In the biography of Hilary Jenkinson, what was his father's occupation?

### Source text:
--- START ---

- Hilary Jenkinson, 1949
- Born: 1 November 1882 Streatham, London, England
- Died: 5 March 1961 (aged 78) London, England
- Resting place: Horsham, Sussex
- Education: Dulwich College
- Alma mater: Pembroke College, Cambridge
- Occupation: Archivist
- Spouse: Alice Violet
- Parent: William Wilberforce Jenkinson Alice Leigh Bedale

= Hilary Jenkinson =

British archivist (1882–1961)

Sir Charles Hilary Jenkinson (1 November 1882 – 5 March 1961) was a British archivist and archival theorist, regarded as the figure most responsible for bringing continental European concepts of archival theory to the English-speaking world.

== Early life, education and military service ==
Born in Streatham, London, Jenkinson was the son of William Wilberforce Jenkinson, a land agent, and Alice Leigh Bedale. He was educated at Dulwich College and Pembroke College, Cambridge, graduating with first class honours in Classics in 1904.

During the First World War, he joined the Royal Garrison Artillery, and served in France and Belgium from 1916 to 1918.

==Career==
In 1906, Jenkinson joined the staff of the Public Record Office and worked on the arrangement and classification of the records of the medieval Exchequer. In 1912, he was put in charge of the search room, which he then reorganised in response to criticisms made in the first report of the Royal Commission on Public Records. After his military service, he worked at the War Office until 1920.

--- END ---

### Data records:
--- START ---

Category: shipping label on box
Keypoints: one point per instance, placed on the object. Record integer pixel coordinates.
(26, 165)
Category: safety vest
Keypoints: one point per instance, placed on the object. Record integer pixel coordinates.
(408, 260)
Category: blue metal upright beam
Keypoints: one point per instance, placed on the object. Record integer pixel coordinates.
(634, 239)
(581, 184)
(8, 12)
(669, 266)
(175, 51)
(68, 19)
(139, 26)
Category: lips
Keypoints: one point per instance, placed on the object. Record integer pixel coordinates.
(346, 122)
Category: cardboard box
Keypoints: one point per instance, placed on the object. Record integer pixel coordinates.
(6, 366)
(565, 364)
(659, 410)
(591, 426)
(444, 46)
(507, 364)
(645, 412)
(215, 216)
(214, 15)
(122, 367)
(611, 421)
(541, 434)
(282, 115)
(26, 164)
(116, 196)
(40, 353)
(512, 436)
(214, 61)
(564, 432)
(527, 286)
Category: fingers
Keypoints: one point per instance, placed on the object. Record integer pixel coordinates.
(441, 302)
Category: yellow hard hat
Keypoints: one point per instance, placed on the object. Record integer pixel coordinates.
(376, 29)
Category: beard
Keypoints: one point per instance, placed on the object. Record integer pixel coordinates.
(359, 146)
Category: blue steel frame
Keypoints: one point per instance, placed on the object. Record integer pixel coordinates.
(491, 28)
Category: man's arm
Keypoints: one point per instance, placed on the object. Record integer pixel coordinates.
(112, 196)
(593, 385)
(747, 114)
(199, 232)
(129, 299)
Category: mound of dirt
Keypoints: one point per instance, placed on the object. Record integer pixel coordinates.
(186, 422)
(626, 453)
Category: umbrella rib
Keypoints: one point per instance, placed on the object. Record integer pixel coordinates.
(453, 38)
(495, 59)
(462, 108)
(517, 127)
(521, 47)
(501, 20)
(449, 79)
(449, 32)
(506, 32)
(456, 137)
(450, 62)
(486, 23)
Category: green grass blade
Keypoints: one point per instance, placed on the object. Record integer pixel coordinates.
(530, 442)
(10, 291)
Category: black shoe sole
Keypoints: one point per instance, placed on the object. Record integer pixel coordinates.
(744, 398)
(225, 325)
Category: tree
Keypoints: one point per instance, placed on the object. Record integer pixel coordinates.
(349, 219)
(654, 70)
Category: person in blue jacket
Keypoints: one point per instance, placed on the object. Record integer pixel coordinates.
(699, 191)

--- END ---

### Worked solution:
His father, William Wilberforce Jenkinson, was a land agent.